───── Texto extraído ─────

En su último libro, El crepúsculo del mundo, el cineasta
alemán Werner Herzog, cuenta que en una visita a Japón rechazó una audiencia
privada con el emperador, en lo que con el tiempo consideraría “un paso en
falso tan estúpido y descomunal” que lo avergonzaría hasta el día de hoy. Sin
embargo, y ante la sorpresa de todos los presentes, paso seguido le consultan si
tiene interés en particular de conocer a alguien en Japón. Y allí, sin dudarlo,
Herzog responde afirmativamente y menciona el nombre de Hiroo Onoda.
Para quienes no lo recuerden,
Onoda es el famoso soldado japonés que no se había dado cuenta del fin de la guerra
y permaneció escondido en la isla de Lubang, Filipinas, hasta 1974 para
obedecer la orden que se le había dado 30 años atrás: ocupar el territorio
hasta el regreso del ejército imperial.
A Onoda lo encuentra un joven
bastante excéntrico y temerario que decide ir a buscarlo a la isla y acabar con
el misterio que rodeaba su paradero. El joven lo encontró, le explicó lo que
había ocurrido en los últimos 30 años, y Onoda aceptó rendirse si se cumplía
una condición: que un superior viajara hasta allí y le ordenara el fin de las
hostilidades. Afortunadamente encontraron al comandante Taniguchi que con 88
años viajó, halló a Onoda y le dio la orden requerida.
Debo confesar que, anoticiado de
la publicación del libro y su temática, envié el dato a un amigo potencialmente
interesado, quien me respondió: “¿estás sugiriendo que soy como el soldado
japonés y que estoy defendiendo batallas perdidas?” La humorada tenía que ver
con la forma en que se popularizó la historia de Onoda, esto es, como una
mezcla de tozudez, negación e ignorancia. Como respuesta rápida a aquella
humorada de mi amigo, le espeté, también con humor: “Todos somos el soldado
japonés”.
Ya en el terreno de la ficción,
el caso de Onoda tiene algunos vasos comunicantes con la trama de la magnífica
creación de Emir Kusturica: Underground.
En este caso, en el marco de la invasión alemana a Yugoslavia, un grupo de
partisanos se esconde en un sótano para guarecerse de los ataques. Lo hacen
incentivados por quien parecía ser un amigo confiable que desde afuera se
comprometía a ir llevando las noticias y ayudarlos con las provisiones de
alimentos. Sin embargo, se trataba de una estrategia para poder tener vía libre
en su intención de conquistar a la mujer del amigo que había sido convencido para
que permaneciera en el sótano.

───── Líneas extraídas ─────

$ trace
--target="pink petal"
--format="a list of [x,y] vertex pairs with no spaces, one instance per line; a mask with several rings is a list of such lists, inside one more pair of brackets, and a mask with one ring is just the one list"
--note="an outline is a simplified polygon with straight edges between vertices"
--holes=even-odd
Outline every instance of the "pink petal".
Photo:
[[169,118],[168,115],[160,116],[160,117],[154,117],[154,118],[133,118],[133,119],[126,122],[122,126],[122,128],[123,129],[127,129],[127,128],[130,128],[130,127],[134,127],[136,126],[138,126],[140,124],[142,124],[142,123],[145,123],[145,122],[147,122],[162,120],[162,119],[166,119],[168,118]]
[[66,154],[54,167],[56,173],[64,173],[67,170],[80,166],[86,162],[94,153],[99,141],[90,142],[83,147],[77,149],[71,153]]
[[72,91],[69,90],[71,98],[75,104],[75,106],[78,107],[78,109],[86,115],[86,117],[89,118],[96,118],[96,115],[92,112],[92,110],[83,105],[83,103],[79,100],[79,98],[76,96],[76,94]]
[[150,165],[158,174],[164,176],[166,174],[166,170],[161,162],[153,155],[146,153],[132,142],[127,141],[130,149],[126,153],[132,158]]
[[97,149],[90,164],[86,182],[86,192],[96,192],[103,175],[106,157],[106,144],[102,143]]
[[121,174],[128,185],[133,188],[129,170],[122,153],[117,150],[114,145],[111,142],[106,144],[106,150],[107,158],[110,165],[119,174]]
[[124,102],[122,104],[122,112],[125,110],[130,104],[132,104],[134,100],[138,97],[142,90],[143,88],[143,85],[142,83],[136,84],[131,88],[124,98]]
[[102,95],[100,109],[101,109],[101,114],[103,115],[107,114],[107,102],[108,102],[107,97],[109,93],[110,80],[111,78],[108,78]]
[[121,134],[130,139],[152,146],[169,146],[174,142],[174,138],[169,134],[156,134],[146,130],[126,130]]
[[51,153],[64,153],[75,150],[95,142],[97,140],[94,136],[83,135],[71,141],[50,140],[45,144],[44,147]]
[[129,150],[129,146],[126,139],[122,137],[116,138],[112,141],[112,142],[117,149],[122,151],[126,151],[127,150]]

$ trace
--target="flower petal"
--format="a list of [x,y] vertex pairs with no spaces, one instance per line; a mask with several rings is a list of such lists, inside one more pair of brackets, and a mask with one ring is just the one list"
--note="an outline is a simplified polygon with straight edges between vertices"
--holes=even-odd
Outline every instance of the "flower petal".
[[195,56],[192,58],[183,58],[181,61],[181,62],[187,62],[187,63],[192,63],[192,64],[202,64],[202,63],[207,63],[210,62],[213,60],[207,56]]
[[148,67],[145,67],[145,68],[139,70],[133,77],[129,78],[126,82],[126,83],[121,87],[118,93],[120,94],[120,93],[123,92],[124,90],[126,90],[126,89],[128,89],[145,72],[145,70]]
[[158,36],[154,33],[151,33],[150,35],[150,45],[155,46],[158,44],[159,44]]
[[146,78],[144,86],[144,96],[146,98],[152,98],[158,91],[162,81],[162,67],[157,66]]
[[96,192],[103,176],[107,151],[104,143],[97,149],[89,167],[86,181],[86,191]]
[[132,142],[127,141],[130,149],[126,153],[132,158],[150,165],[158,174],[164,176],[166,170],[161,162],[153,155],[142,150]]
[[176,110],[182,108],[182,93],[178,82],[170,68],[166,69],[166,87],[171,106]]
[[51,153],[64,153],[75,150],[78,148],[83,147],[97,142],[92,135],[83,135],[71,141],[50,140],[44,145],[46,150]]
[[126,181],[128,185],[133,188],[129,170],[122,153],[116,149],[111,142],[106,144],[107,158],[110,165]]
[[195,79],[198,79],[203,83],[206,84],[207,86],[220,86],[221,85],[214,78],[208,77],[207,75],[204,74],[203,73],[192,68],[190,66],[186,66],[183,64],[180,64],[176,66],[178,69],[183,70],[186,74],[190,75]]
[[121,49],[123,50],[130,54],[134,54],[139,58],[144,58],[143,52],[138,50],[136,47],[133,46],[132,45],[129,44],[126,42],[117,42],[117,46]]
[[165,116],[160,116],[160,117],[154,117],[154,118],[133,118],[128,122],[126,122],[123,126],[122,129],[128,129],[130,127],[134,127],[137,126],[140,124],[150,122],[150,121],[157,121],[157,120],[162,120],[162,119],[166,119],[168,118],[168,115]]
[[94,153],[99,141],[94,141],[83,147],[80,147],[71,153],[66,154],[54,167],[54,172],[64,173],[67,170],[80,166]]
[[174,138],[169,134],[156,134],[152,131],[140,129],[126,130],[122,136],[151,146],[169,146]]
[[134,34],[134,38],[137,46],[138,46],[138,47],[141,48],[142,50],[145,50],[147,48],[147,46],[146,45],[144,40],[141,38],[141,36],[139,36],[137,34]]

─────

Consigna A =
Responde con base en el texto sobre Onoda:
(i) ¿En qué isla permaneció escondido Onoda y hasta qué año?
(ii) ¿Cuántos años tenía el comandante Taniguchi cuando viajó a darle la orden a Onoda?
(iii) ¿Qué obra de Emir Kusturica se menciona?
Consigna B =
Copia sin cambios el pasaje del texto sobre Onoda que comienza en "Para quienes no" y termina en "la orden requerida.".

Respuesta A =
(i) En la isla de Lubang, Filipinas, hasta 1974.
(ii) 88 años.
(iii) Underground.

Respuesta B =
Para quienes no lo recuerden,
Onoda es el famoso soldado japonés que no se había dado cuenta del fin de la guerra
y permaneció escondido en la isla de Lubang, Filipinas, hasta 1974 para
obedecer la orden que se le había dado 30 años atrás: ocupar el territorio
hasta el regreso del ejército imperial.
A Onoda lo encuentra un joven
bastante excéntrico y temerario que decide ir a buscarlo a la isla y acabar con
el misterio que rodeaba su paradero. El joven lo encontró, le explicó lo que
había ocurrido en los últimos 30 años, y Onoda aceptó rendirse si se cumplía
una condición: que un superior viajara hasta allí y le ordenara el fin de las
hostilidades. Afortunadamente encontraron al comandante Taniguchi que con 88
años viajó, halló a Onoda y le dio la orden requerida.